Your task
Copy every record below exactly.

Stored data:
= = = = = = =

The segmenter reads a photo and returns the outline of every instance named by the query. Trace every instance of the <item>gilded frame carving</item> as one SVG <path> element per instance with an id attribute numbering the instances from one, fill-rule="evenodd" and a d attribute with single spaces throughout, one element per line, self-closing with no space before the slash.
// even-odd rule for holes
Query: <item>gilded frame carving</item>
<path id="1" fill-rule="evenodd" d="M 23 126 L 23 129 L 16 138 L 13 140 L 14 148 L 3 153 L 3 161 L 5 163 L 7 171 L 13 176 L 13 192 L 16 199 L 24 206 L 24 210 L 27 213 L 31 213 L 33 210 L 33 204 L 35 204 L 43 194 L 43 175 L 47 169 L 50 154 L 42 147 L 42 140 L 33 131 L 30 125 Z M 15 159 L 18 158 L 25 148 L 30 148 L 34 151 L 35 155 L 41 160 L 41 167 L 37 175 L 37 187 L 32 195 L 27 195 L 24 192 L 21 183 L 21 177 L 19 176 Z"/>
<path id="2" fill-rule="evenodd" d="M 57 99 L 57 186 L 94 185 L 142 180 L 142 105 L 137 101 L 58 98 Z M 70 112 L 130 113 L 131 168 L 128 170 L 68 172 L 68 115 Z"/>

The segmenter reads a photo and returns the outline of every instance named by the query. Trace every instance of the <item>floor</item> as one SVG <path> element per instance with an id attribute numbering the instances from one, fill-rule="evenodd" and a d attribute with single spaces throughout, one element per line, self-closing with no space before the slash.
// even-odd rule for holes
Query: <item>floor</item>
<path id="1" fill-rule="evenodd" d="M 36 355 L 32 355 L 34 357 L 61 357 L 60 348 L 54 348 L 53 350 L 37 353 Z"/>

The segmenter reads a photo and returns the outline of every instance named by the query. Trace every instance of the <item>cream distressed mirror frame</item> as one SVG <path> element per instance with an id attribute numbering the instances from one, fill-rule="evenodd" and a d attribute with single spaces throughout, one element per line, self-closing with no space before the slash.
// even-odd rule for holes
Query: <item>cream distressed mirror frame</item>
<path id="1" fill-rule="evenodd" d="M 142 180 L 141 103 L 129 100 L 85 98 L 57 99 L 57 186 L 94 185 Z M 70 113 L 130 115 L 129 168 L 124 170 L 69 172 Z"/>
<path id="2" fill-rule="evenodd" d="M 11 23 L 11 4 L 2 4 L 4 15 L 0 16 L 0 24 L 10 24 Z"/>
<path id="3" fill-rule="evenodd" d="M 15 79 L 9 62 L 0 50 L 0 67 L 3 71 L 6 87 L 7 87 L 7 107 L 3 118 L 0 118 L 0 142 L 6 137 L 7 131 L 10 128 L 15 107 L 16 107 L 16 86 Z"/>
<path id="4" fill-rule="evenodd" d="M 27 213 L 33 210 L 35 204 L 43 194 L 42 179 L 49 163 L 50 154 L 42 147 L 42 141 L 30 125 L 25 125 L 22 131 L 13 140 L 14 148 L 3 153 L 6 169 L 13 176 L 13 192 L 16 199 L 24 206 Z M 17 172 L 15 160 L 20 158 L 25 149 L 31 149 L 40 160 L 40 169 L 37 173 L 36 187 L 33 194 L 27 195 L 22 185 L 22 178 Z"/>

= = = = = = =

Solution for this task
The segmenter reads a photo and returns the outline of every instance named by the query. Trace every instance of the <item>gilded frame carving</item> as one SVG <path> element per instance with an id attribute numbering the instances from one, fill-rule="evenodd" and a d attribute with single spaces throughout, one element per line, self-closing with no space before the slash.
// even-odd rule for holes
Query: <item>gilded frame carving</item>
<path id="1" fill-rule="evenodd" d="M 23 126 L 23 129 L 16 138 L 13 140 L 14 148 L 3 153 L 3 161 L 5 163 L 7 171 L 13 176 L 13 192 L 16 199 L 24 206 L 24 210 L 27 213 L 31 213 L 33 210 L 33 204 L 35 204 L 43 194 L 43 175 L 47 169 L 50 154 L 42 147 L 42 140 L 33 131 L 30 125 Z M 15 159 L 18 158 L 25 148 L 30 148 L 34 151 L 35 155 L 41 160 L 41 167 L 37 175 L 37 187 L 32 195 L 27 195 L 24 192 L 21 183 L 21 177 L 19 176 Z"/>
<path id="2" fill-rule="evenodd" d="M 57 99 L 57 186 L 94 185 L 142 180 L 142 105 L 137 101 L 58 98 Z M 70 112 L 130 113 L 131 168 L 128 170 L 68 172 L 68 115 Z"/>

The segmenter reads a photo and returns the outline of every instance named by the query. Trace every instance of the <item>floor</item> as one SVG <path> element per instance with an id attribute numbering the instances from one, fill-rule="evenodd" and a d attribute with single spaces throughout, one element per line, self-closing with no space before the slash.
// even-odd rule for holes
Query: <item>floor</item>
<path id="1" fill-rule="evenodd" d="M 36 355 L 32 355 L 34 357 L 61 357 L 60 348 L 54 348 L 53 350 L 37 353 Z"/>

The segmenter reads a photo and returns the outline of every instance named by the query. Trace every instance of the <item>cream distressed mirror frame</item> as one SVG <path> element per instance with an id attribute numbering the instances from one, fill-rule="evenodd" and a d attribute with single spaces throughout, one element per line, self-closing with no space before the slash.
// even-odd rule for holes
Query: <item>cream distressed mirror frame</item>
<path id="1" fill-rule="evenodd" d="M 142 180 L 141 103 L 129 100 L 85 98 L 57 99 L 57 186 L 94 185 Z M 70 113 L 130 115 L 129 168 L 124 170 L 69 172 Z"/>
<path id="2" fill-rule="evenodd" d="M 11 23 L 11 4 L 2 4 L 4 15 L 0 16 L 0 24 L 10 24 Z"/>
<path id="3" fill-rule="evenodd" d="M 15 79 L 9 62 L 0 50 L 0 67 L 3 71 L 6 87 L 7 87 L 7 107 L 3 118 L 0 118 L 0 142 L 6 137 L 7 131 L 10 128 L 15 107 L 16 107 L 16 86 Z"/>
<path id="4" fill-rule="evenodd" d="M 27 213 L 33 210 L 35 204 L 43 194 L 42 179 L 49 163 L 50 154 L 42 147 L 42 141 L 30 125 L 25 125 L 22 131 L 13 140 L 14 148 L 3 153 L 6 169 L 13 176 L 13 192 L 16 199 L 24 206 Z M 17 172 L 15 160 L 20 158 L 25 149 L 31 149 L 40 160 L 40 169 L 37 173 L 36 187 L 33 194 L 27 195 L 22 185 L 22 178 Z"/>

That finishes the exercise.